Article:
--- start ---
Hello everyone, Im struggling to create a Kafka st...
# general
n
Hello everyone, Im struggling to create a Kafka stream ingestion with HLC consumer and a custom consumer group id. Anyone has worked on a similar case ?
I got this kind of error, but I can’t figure out why, the documentation is quite poor on this subject
Copy code
Caught exception while processing resource contactEvents_REALTIME, skipping.
java.lang.StringIndexOutOfBoundsException: begin 0, end 8, length 7
	at java.lang.String.checkBoundsBeginEnd(String.java:3319) ~[?:?]
	at java.lang.String.substring(String.java:1874) ~[?:?]
	at org.apache.pinot.common.utils.HLCSegmentName.<init>(HLCSegmentName.java:99) ~[pinot-all-0.10.0-jar-with-dependencies.jar:0.10.0-30c4635bfeee88f88aa9c9f63b93bcd4a650607f]
k
Hi can you share you table config and schema. Please remove any secrets from it if there
n
Don’t worry, I’m using helm with env var config secret
Copy code
{
  "tableName": "contactEvents",
  "tableType": "REALTIME",
  "segmentsConfig": {
    "timeColumnName": "created_at",
    "timeType": "DAYS",
    "retentionTimeUnit": "DAYS",
    "retentionTimeValue": "3650",
    "segmentPushType": "APPEND",
    "segmentAssignmentStrategy": "BalanceNumSegmentAssignmentStrategy",
    "schemaName": "contactEvents",
    "replication": "1",
    "replicasPerPartition": "1"
  },
  "tenants": {
    "broker": "DefaultTenant",
    "server": "DefaultTenant",
    "tagOverrideConfig": {}
  },
  "tableIndexConfig": {
    "loadMode": "MMAP",
    "streamConfigs": {
      "streamType": "kafka",
      "stream.kafka.consumer.type": "highlevel",
      "stream.kafka.topic.name": "united-pg.public.contact_events",
      "stream.kafka.consumer.factory.class.name": "org.apache.pinot.plugin.stream.kafka20.KafkaConsumerFactory",
      "stream.kafka.decoder.class.name": "org.apache.pinot.plugin.stream.kafka.KafkaJSONMessageDecoder",
      "stream.kafka.broker.list": "strimzi-kafka-bootstrap.strimzi.svc.cluster.local:9093",
      "stream.kafka.hlc.bootstrap.server": "strimzi-kafka-bootstrap.strimzi.svc.cluster.local:9093",
      "stream.kafka.hlc.zk.connect.string": "strimzi-zookeeper-client.strimzi.svc.cluster.local:2181",
      "stream.kafka.consumer.prop.auto.offset.reset": "earliest",
      "stream.kafka.hlc.group.id": "pinot",
      "security.protocol": "SSL",
      "ssl.truststore.type": "PKCS12",
      "ssl.keystore.type": "PKCS12",
      "ssl.truststore.location": "/ssl/ca.p12",
      "ssl.keystore.location": "/ssl/strimzi-user-pinot.p12",
      "ssl.truststore.password": "${SSL_TRUSTSTORE_PASSWORD}",
      "ssl.keystore.password": "${SSL_KEYSTORE_PASSWORD}"
--- end ---
Stated task:
In the forum thread on Kafka stream ingestion, what value is assigned to the "stream.kafka.hlc.group.id" setting in the table configuration? Rely solely on the forum thread above for any answer.

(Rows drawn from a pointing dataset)
--- start ---
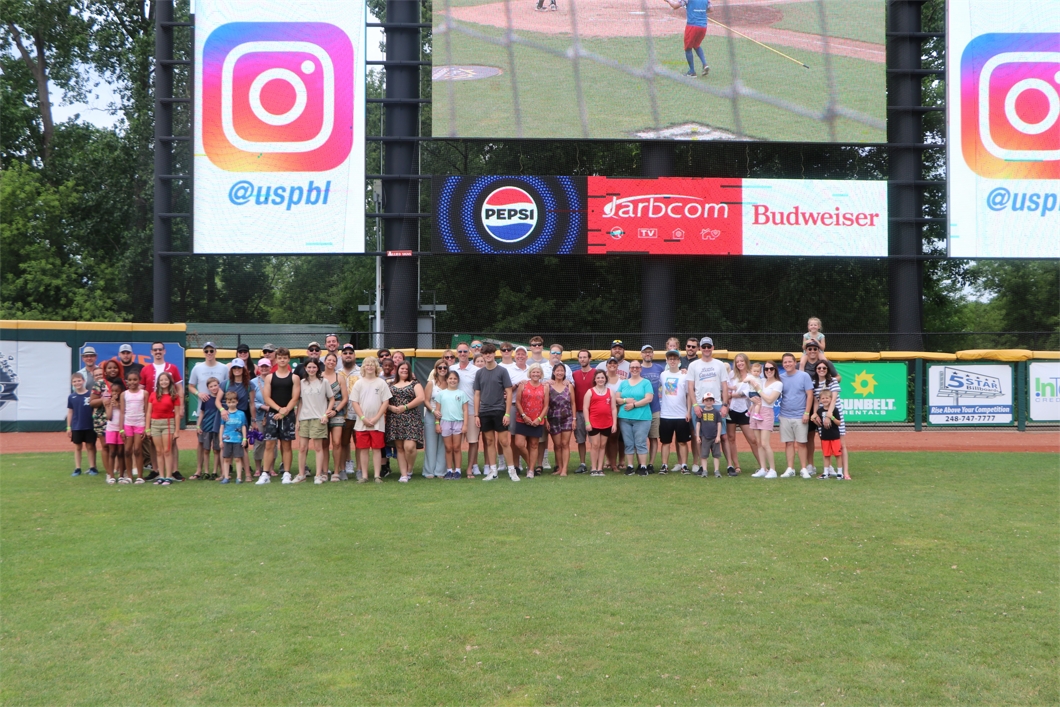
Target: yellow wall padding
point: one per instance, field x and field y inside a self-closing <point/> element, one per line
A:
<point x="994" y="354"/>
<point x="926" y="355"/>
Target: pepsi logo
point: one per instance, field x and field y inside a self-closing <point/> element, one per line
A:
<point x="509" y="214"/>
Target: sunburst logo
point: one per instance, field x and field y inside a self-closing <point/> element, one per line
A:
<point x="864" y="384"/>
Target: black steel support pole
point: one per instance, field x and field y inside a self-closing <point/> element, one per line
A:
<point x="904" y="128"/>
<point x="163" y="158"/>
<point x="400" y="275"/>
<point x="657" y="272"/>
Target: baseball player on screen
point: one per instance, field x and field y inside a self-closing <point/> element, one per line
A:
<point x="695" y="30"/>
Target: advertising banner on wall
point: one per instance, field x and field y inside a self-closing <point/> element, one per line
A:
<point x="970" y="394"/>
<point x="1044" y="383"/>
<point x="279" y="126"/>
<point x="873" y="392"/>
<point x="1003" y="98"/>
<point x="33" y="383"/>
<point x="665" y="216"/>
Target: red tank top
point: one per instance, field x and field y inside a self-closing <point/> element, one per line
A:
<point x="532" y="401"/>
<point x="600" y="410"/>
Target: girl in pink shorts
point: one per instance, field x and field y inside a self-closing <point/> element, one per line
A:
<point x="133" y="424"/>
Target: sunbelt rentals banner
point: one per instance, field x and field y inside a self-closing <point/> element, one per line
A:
--- end ---
--- start ---
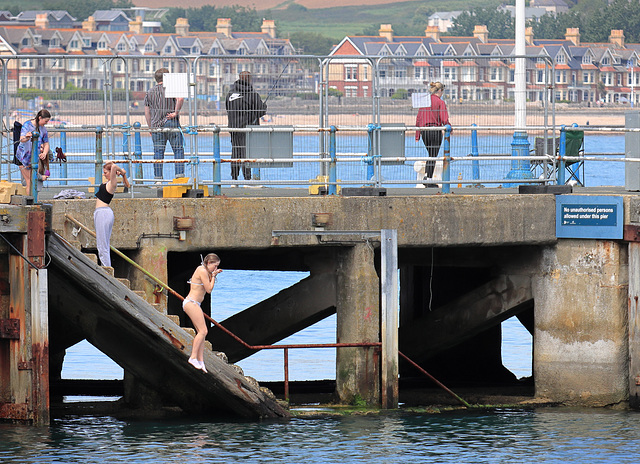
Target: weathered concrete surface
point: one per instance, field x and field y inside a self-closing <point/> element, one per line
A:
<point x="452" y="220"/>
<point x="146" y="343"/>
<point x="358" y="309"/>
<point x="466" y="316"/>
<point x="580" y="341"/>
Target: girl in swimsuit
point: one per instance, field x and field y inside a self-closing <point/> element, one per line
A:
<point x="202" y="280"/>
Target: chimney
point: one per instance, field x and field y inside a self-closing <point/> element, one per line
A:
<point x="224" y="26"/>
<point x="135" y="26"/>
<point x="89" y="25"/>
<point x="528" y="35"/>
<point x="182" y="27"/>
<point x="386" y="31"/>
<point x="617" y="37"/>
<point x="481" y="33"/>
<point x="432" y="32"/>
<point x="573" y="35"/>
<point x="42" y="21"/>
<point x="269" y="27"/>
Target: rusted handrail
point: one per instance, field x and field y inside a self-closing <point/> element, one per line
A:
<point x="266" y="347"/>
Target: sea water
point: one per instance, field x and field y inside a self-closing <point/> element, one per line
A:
--- end ---
Reply:
pinot